— Extracted material —
*-*-*
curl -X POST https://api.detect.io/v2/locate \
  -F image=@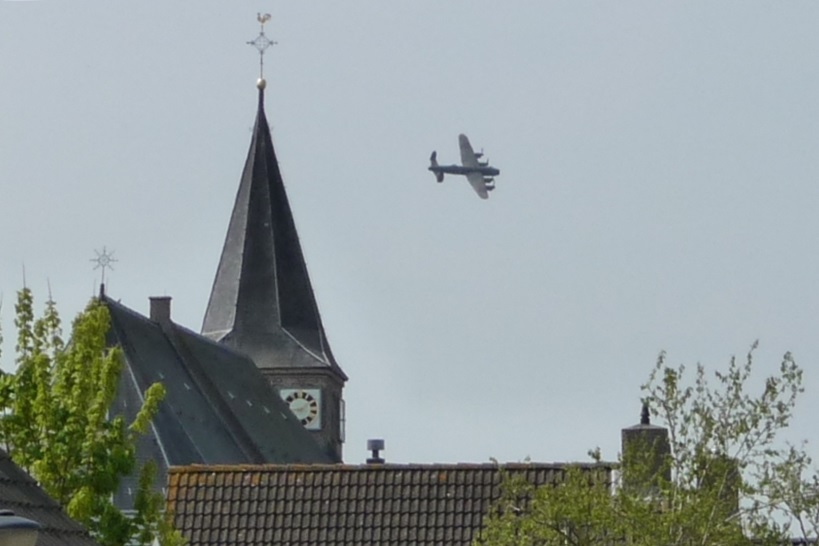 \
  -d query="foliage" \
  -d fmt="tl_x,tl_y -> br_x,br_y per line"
0,288 -> 180,546
478,344 -> 819,546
*-*-*
— Written problem —
Pull out each line of the records above that contains the string "locate", and treat uppercase and lowercase letters as different.

— Full solution —
curl -X POST https://api.detect.io/v2/locate \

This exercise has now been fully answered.